:: Data section

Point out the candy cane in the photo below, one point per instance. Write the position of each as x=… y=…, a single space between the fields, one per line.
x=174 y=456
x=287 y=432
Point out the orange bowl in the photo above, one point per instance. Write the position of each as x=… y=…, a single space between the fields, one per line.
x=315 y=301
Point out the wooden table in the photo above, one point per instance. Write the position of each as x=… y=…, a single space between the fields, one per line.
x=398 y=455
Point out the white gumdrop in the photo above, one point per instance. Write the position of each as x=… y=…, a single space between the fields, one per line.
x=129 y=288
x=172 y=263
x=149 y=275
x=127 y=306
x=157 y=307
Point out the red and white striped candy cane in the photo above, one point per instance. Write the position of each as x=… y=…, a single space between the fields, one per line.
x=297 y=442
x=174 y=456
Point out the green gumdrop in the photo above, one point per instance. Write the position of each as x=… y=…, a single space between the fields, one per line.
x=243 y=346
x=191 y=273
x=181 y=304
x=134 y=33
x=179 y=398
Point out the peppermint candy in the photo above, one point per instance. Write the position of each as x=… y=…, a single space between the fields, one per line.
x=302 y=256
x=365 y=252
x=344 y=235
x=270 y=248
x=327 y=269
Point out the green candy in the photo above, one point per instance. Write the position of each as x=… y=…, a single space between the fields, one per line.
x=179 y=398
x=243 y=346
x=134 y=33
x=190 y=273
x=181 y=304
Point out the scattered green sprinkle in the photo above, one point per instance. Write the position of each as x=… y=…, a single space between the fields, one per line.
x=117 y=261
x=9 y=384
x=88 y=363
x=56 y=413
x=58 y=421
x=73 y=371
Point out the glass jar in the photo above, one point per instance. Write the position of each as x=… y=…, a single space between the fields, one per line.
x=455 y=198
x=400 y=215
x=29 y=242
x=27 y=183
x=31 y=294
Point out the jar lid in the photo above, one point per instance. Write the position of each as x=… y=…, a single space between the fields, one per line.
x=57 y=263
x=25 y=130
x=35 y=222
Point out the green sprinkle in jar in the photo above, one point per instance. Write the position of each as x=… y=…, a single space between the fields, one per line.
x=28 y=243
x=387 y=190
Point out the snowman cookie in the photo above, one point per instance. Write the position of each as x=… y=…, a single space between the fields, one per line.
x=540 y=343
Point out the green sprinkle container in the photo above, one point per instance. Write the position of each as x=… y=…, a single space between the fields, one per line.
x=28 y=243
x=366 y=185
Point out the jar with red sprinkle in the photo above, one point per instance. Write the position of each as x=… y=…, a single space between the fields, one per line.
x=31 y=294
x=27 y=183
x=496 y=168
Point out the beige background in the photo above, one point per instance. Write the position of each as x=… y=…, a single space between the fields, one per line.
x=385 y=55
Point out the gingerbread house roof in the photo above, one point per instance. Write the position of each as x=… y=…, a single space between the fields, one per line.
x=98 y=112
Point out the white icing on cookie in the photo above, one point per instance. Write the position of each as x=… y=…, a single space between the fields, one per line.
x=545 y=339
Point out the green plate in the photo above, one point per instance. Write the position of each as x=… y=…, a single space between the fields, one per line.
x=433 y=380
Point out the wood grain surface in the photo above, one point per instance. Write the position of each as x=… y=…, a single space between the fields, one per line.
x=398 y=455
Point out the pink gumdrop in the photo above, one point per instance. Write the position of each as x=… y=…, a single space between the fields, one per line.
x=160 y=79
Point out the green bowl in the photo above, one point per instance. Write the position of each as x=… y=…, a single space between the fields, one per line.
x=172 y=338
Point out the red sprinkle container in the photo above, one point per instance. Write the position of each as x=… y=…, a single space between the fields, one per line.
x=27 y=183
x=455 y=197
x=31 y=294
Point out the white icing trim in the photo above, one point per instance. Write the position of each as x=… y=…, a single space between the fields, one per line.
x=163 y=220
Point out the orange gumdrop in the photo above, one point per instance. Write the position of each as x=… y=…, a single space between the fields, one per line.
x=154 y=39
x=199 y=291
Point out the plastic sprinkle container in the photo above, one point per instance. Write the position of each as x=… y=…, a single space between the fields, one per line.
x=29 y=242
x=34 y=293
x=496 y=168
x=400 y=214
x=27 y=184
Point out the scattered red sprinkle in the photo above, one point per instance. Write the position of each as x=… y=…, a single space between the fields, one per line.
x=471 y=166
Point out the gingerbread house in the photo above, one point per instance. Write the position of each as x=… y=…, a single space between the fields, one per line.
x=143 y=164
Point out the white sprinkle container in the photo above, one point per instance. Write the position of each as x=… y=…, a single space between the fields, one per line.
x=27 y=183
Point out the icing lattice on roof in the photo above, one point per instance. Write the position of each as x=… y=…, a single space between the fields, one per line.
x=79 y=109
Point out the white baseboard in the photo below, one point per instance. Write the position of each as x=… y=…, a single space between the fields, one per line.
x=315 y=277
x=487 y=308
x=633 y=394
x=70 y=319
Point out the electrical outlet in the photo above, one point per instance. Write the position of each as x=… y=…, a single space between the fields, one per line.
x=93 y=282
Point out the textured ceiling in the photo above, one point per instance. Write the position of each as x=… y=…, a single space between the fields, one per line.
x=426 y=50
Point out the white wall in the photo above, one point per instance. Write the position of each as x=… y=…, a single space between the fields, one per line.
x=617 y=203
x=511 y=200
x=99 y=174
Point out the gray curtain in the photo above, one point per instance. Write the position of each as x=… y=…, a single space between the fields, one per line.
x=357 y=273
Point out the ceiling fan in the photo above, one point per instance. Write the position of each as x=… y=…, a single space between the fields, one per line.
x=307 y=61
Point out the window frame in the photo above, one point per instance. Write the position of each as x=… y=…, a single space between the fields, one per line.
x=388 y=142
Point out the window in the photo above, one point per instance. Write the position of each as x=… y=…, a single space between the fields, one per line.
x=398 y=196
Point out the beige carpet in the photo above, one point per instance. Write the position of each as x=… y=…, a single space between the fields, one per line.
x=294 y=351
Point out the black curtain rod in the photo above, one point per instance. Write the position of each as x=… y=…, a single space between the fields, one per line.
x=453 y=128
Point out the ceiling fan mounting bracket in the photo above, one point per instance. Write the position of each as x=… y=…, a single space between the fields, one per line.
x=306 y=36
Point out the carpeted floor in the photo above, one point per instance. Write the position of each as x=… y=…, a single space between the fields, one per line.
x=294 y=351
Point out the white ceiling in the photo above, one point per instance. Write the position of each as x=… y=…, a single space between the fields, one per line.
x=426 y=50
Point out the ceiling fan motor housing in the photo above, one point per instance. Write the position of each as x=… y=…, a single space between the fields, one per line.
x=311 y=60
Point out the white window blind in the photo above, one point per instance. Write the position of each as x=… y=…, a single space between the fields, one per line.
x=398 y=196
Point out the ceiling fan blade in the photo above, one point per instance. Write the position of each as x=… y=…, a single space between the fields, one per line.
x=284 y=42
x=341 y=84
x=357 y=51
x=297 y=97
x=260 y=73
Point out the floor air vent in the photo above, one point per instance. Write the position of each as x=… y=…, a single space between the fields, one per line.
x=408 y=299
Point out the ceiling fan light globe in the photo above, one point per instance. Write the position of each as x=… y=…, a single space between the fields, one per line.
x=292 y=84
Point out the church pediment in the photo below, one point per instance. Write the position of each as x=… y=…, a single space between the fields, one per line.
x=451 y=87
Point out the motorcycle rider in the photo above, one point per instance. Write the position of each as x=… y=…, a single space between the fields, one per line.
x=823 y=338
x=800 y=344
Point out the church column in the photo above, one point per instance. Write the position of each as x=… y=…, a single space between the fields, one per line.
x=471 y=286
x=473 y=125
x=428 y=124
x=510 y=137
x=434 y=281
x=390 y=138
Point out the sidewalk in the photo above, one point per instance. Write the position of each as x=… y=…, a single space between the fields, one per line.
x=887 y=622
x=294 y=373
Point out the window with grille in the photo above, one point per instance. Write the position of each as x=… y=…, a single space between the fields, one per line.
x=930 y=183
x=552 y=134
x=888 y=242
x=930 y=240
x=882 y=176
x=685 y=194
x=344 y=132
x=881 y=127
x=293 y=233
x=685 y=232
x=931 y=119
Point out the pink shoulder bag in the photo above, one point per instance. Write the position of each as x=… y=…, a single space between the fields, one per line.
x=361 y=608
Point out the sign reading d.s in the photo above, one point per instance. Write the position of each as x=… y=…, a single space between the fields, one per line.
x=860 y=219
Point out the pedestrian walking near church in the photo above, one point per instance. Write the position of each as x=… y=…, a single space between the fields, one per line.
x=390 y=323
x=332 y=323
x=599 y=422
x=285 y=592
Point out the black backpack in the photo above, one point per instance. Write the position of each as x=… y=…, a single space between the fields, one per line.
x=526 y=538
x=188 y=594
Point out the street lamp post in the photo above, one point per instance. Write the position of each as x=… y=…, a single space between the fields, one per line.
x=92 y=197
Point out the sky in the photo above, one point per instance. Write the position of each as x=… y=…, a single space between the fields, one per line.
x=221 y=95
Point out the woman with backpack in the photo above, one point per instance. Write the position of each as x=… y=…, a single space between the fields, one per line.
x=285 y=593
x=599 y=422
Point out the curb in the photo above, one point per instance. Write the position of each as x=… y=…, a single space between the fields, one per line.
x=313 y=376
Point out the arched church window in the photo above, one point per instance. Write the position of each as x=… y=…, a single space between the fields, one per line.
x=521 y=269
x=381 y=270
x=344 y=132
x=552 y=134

::::
:: Data section

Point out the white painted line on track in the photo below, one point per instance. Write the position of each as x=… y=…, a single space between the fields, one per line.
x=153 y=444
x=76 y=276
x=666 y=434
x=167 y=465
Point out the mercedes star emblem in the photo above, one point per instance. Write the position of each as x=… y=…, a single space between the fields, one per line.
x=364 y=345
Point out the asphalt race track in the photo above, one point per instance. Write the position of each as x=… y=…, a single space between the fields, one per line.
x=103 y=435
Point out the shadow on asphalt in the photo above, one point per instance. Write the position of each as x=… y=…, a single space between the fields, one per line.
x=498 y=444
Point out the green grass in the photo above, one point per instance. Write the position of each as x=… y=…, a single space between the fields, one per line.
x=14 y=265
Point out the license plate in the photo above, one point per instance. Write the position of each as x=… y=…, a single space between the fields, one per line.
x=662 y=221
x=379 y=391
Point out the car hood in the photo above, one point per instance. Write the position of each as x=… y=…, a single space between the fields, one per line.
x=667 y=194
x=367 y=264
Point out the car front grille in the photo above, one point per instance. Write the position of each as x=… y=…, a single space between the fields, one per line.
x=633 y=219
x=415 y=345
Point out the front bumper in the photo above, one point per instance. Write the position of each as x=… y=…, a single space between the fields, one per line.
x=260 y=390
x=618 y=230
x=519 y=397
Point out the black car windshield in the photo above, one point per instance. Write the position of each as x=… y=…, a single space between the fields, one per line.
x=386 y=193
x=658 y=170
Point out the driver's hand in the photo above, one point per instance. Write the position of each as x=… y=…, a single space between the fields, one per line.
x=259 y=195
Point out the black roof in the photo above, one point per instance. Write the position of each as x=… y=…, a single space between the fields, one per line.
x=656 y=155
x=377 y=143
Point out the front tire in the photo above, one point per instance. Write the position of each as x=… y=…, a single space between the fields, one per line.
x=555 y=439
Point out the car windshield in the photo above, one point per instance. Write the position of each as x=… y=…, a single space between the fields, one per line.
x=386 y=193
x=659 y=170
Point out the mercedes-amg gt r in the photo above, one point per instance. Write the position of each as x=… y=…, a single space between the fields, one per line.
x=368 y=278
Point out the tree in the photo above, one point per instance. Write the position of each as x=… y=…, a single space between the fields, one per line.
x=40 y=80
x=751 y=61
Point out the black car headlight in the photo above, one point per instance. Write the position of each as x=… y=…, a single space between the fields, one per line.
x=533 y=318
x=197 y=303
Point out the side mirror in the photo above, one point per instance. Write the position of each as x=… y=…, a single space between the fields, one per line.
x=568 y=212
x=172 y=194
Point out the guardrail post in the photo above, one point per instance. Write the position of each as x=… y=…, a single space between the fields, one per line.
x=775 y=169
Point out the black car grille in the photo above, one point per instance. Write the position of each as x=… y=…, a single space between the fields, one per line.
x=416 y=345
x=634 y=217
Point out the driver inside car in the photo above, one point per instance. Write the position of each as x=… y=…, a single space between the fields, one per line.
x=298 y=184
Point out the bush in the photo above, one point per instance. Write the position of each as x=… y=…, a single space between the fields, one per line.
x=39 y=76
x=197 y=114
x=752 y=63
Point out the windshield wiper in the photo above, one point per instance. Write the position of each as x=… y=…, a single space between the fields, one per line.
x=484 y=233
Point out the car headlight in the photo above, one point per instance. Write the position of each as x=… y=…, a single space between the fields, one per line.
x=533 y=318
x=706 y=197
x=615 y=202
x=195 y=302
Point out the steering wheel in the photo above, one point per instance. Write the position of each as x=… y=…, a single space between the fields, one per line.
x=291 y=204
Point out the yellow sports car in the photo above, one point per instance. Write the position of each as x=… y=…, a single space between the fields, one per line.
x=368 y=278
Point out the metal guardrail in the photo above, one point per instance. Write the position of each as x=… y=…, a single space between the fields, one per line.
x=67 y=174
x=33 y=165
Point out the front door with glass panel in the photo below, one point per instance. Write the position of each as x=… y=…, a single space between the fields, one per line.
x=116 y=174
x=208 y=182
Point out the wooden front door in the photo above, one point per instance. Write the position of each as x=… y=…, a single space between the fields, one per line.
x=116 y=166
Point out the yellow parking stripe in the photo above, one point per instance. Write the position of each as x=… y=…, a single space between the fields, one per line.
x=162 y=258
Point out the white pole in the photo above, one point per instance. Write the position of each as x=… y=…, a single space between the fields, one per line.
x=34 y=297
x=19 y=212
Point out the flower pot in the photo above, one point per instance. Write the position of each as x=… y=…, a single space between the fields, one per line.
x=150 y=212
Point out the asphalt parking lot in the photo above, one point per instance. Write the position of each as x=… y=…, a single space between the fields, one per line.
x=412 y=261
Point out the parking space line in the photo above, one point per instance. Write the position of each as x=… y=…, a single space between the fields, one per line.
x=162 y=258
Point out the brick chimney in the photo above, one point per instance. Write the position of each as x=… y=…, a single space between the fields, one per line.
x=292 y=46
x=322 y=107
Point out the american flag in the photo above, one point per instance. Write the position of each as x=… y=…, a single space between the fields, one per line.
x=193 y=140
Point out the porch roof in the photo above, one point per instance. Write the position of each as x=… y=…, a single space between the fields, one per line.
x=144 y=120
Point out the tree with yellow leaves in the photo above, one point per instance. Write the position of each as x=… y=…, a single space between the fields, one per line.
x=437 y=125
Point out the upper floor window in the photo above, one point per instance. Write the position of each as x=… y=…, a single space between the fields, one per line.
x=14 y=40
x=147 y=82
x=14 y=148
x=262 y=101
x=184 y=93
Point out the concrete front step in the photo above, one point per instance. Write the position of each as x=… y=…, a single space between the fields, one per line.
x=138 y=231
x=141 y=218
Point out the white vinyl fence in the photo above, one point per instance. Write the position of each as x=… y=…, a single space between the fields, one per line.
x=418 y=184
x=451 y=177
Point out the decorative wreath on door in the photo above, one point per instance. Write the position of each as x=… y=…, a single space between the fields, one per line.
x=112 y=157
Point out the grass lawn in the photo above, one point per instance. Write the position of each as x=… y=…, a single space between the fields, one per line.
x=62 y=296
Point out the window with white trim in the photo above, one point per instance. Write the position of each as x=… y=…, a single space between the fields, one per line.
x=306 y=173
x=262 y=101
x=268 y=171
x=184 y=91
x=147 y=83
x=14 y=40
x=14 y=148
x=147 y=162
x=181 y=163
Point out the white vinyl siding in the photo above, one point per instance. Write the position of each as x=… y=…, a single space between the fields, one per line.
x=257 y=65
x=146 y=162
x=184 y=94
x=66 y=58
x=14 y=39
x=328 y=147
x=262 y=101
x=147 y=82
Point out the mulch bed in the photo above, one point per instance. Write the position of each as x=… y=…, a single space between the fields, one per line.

::::

Write out again, unchanged, the rows starting with the line that contains "Point out the white painted" and going on through the line that contains "x=364 y=345".

▶ [Answer for this exercise]:
Point out the white painted line on track in the photo below, one point per instance. Write the position of each as x=… y=…, a single space between the fields, one per line.
x=153 y=444
x=76 y=276
x=666 y=434
x=167 y=465
Point out the mercedes star emblem in the photo above, one point per instance. Write the position of each as x=… y=…, a single space between the fields, one per line.
x=364 y=345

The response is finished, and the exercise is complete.